Cincinnati has been gnashing its teeth about Dalton all season, and if the city baked him a cake it would probably say, “YOU’RE WONDERFUL, YOU’RE THE BEST QUARTERBACK WE EVER HAD YOU CAN SLEEP AT MY HOUSE I’LL DYE MY HAIR RED ALSO DON’T FUCK THIS UP ANDY PLEASE I NEED THIS, I’M FURIOUS WE NEED TO WIN JUST ONE PLAYOFF GAME FINALLY PLEASE PLEASE COME THROUGH PUT IT ALL TOGETHER OR I’LL GUT YOU STRAIGHT UP THEY WILL NEVER FIND YOU. LOVE, CINCY.” The cake has a lot more blood in its batter than cakes normally do. Don’t eat this cake. Cincinnati has been going through some stuff and it’s not safe.

That’s not the point, though. The point is that if Chase Daniel can have a very good game against the Chargers, Dalton can throw a couple decent downfield bombs, no matter what kind of creepy baked good his “fans” are sending him.

RECORDS SHOWN ->
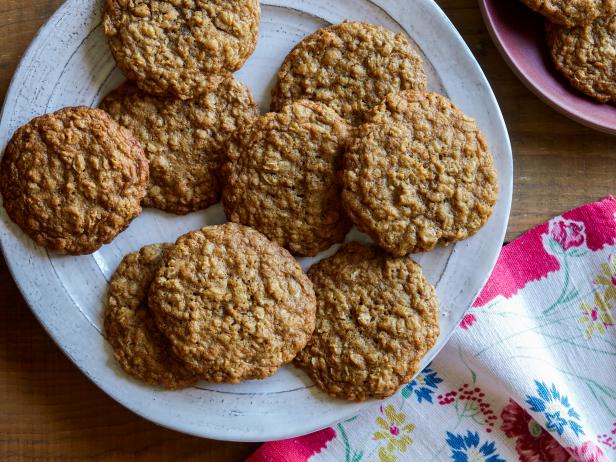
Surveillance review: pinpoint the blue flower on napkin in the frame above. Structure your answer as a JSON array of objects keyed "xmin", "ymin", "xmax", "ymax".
[
  {"xmin": 447, "ymin": 431, "xmax": 505, "ymax": 462},
  {"xmin": 401, "ymin": 365, "xmax": 443, "ymax": 403},
  {"xmin": 526, "ymin": 380, "xmax": 584, "ymax": 436}
]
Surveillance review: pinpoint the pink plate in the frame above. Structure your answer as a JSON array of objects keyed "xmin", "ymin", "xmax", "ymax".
[{"xmin": 479, "ymin": 0, "xmax": 616, "ymax": 135}]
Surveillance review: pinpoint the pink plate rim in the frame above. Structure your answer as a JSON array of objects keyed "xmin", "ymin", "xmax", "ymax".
[{"xmin": 479, "ymin": 0, "xmax": 616, "ymax": 135}]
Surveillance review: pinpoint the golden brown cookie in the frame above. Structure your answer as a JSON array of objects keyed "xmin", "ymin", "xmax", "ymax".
[
  {"xmin": 342, "ymin": 91, "xmax": 498, "ymax": 256},
  {"xmin": 149, "ymin": 223, "xmax": 316, "ymax": 383},
  {"xmin": 295, "ymin": 242, "xmax": 439, "ymax": 401},
  {"xmin": 105, "ymin": 244, "xmax": 198, "ymax": 389},
  {"xmin": 522, "ymin": 0, "xmax": 616, "ymax": 27},
  {"xmin": 547, "ymin": 16, "xmax": 616, "ymax": 103},
  {"xmin": 100, "ymin": 75, "xmax": 259, "ymax": 214},
  {"xmin": 0, "ymin": 107, "xmax": 148, "ymax": 255},
  {"xmin": 103, "ymin": 0, "xmax": 261, "ymax": 99},
  {"xmin": 222, "ymin": 100, "xmax": 351, "ymax": 256},
  {"xmin": 271, "ymin": 21, "xmax": 427, "ymax": 125}
]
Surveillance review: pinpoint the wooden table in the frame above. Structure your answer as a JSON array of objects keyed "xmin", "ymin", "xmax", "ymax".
[{"xmin": 0, "ymin": 0, "xmax": 616, "ymax": 462}]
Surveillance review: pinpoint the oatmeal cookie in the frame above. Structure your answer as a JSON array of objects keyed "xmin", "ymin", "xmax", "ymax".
[
  {"xmin": 100, "ymin": 75, "xmax": 259, "ymax": 214},
  {"xmin": 342, "ymin": 91, "xmax": 498, "ymax": 256},
  {"xmin": 295, "ymin": 242, "xmax": 439, "ymax": 401},
  {"xmin": 271, "ymin": 21, "xmax": 427, "ymax": 125},
  {"xmin": 0, "ymin": 107, "xmax": 148, "ymax": 255},
  {"xmin": 547, "ymin": 16, "xmax": 616, "ymax": 103},
  {"xmin": 222, "ymin": 100, "xmax": 351, "ymax": 256},
  {"xmin": 105, "ymin": 244, "xmax": 197, "ymax": 389},
  {"xmin": 103, "ymin": 0, "xmax": 261, "ymax": 99},
  {"xmin": 149, "ymin": 223, "xmax": 316, "ymax": 383},
  {"xmin": 522, "ymin": 0, "xmax": 616, "ymax": 27}
]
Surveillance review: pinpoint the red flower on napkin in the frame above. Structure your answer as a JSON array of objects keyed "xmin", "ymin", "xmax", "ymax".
[{"xmin": 501, "ymin": 399, "xmax": 570, "ymax": 462}]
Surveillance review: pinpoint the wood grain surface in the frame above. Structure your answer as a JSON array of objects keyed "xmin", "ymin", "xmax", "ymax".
[{"xmin": 0, "ymin": 0, "xmax": 616, "ymax": 462}]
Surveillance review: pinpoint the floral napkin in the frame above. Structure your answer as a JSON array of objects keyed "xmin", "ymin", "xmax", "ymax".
[{"xmin": 249, "ymin": 197, "xmax": 616, "ymax": 462}]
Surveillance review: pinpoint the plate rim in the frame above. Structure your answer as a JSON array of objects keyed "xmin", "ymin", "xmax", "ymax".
[
  {"xmin": 0, "ymin": 0, "xmax": 514, "ymax": 442},
  {"xmin": 478, "ymin": 0, "xmax": 616, "ymax": 135}
]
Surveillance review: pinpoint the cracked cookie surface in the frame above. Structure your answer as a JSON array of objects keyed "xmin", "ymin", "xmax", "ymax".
[
  {"xmin": 105, "ymin": 244, "xmax": 197, "ymax": 389},
  {"xmin": 271, "ymin": 21, "xmax": 427, "ymax": 125},
  {"xmin": 546, "ymin": 16, "xmax": 616, "ymax": 103},
  {"xmin": 100, "ymin": 75, "xmax": 259, "ymax": 214},
  {"xmin": 103, "ymin": 0, "xmax": 261, "ymax": 99},
  {"xmin": 149, "ymin": 223, "xmax": 316, "ymax": 383},
  {"xmin": 223, "ymin": 100, "xmax": 351, "ymax": 256},
  {"xmin": 295, "ymin": 242, "xmax": 439, "ymax": 401},
  {"xmin": 522, "ymin": 0, "xmax": 616, "ymax": 27},
  {"xmin": 342, "ymin": 91, "xmax": 498, "ymax": 256},
  {"xmin": 0, "ymin": 107, "xmax": 149, "ymax": 255}
]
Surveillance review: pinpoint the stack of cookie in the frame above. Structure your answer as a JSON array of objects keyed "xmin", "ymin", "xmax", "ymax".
[
  {"xmin": 105, "ymin": 223, "xmax": 315, "ymax": 388},
  {"xmin": 522, "ymin": 0, "xmax": 616, "ymax": 103},
  {"xmin": 0, "ymin": 0, "xmax": 498, "ymax": 400},
  {"xmin": 222, "ymin": 21, "xmax": 498, "ymax": 400},
  {"xmin": 100, "ymin": 0, "xmax": 261, "ymax": 214}
]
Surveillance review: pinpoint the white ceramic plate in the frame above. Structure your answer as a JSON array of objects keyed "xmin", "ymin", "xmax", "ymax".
[{"xmin": 0, "ymin": 0, "xmax": 512, "ymax": 441}]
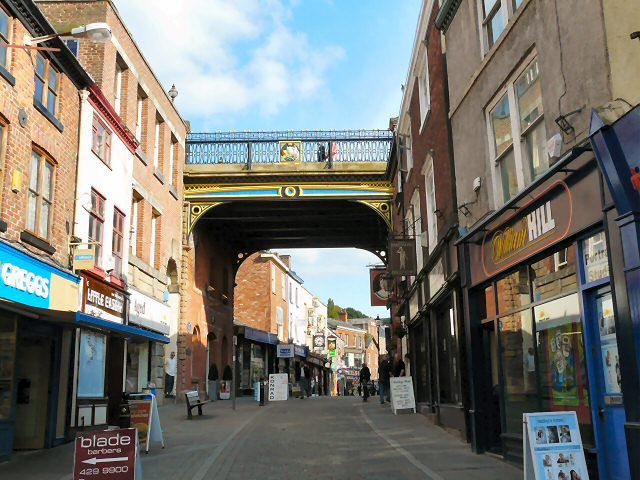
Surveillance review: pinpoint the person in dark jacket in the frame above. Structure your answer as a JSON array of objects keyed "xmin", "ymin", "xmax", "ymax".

YOUR INSTRUCTIONS ->
In the football commentary, which team is Chase Daniel said to have a very good game against? This material has nothing to do with the text.

RESPONSE ->
The Chargers.